■ EXERCISE SET:
[1] Answer each question from the text on Second Chance Act youth grant programs:
(a) Which office administers the awards?
(b) Up to what age are the young fathers and mothers served by the program on strengthening relationships with their children?
(c) Which program in Austin, Texas, is named as a 2015 SCA Latino/a Youth grantee, and which organization runs it?
[2] Extend the text on Second Chance Act youth grant programs, beginning right after its final sentence.

SRR forum participants

Program participants engage in culturally specific, developmentally appropriate services through Southwest Key’s Un Puente al Hogar program, a 2015 SCA Latino/a Youth grantee in Austin, Texas.

Through the Second Chance Act, multiple programs provided funding for nonprofit organizations—including faith-based, tribal, and community-based nonprofit organizations—and federally recognized tribal communities to provide mentoring and transitional services for youth returning to their communities from secure confinement settings, as well as for children and families of incarcerated parents. The U.S. Department of Justice’s Office of Juvenile Justice and Delinquency Prevention (OJJDP) administers the awards.

Second Chance Act Strengthening Relationships Between Young Fathers, Young Mothers, and Their Children

This  grant program supports the implementation and delivery of culturally appropriate and gender-specific transitional services that include one-on-one, group, and peer mentoring services for youth and young adults up to age 24 who are fathers and mothers and in the criminal justice system. Other services may include a broad range of activities, including providing case management, assessing both risk factors and person strengths that can affect recidivism, substance use treatment, and other supportive, comprehensive services to promote responsible parenting and family engagement.

For more information, see the most recent OJJDP grant solicitation

 

Second Chance Act Supporting Latino/a Youth from Out-of-Home Placement to the Community

This grant program provided funding to nonprofit organizations with a demonstrable history of providing community-based reentry programs and services to Latino/a youth. Funds supported mentoring and comprehensive transitional services that emphasized the development of life and parenting skills for Latino/a youth who had been in the justice system. Priority consideration was given to organizations that used evidence-based reentry strategies and incorporated an independent evaluation of the project. Deliverables and allowable uses for grant funds included:

  • Developing strategic partnerships;
  • Providing transitional services;
  • Collecting robust performance measures of implementation and impact;
  • Providing mentoring services; and
  • Promoting holistic approaches to reentry, such as family and community engagement and educational opportunities.

For more information, see the most recent OJJDP grant solicitation from 2015.

■ RECORDED DATA:

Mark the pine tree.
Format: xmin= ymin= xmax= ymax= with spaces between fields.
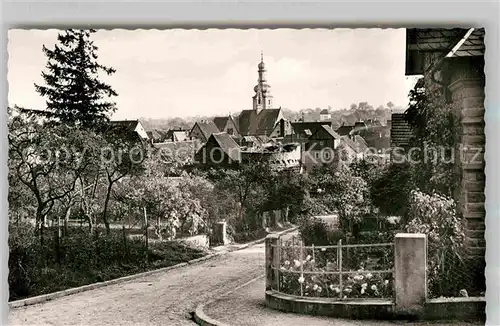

■ ANSWERS TO THE EXERCISE:
[1]
(a) The U.S. Department of Justice's Office of Juvenile Justice and Delinquency Prevention (OJJDP).
(b) Up to age 24.
(c) Un Puente al Hogar, run by Southwest Key.

[2]
Second Chance Act Strengthening Families and Children of Incarcerated Parents

This grant program provided funding to nonprofit organizations that delivered services to foster family engagement between incarcerated parents, children, and caregivers, as well as to promote positive youth development. Funds supported the development and expansion of services for children who had a parent incarcerated at a Federal Bureau of Prisons correctional facility. Those efforts included:

  • Developing or delivering programs that enhanced the life skills of children of incarcerated parents, such as mentoring, case management, counseling, youth coaching, and academic support;
  • Providing services to facilitate communication between incarcerated parents and their children and caregiver, such as transportation to facilities, reading on tape, phone calls, emails, letters, and televisits;
  • Providing family-driven and youth-guided services that focused on promoting family engagement; and
  • Working with facilities to implement policies that fostered further family engagement. 

For more information, see the most recent OJJDP grant solicitation from 2015.

Second Chance Act Juvenile Mentoring Initiative

This grant program provided funding to state, local, and tribal governments; public universities and colleges; and nonprofit organizations to develop, implement, and expand mentoring programs and transitional services for youth returning to their communities from secure confinement. Grantees integrated best practices into mentoring service models, developed strategies to recruit and retain mentors, assessed the needs of their target population, and developed services and partnerships to address those needs.

For more information, see the most recent OJJDP grant solicitation from 2011.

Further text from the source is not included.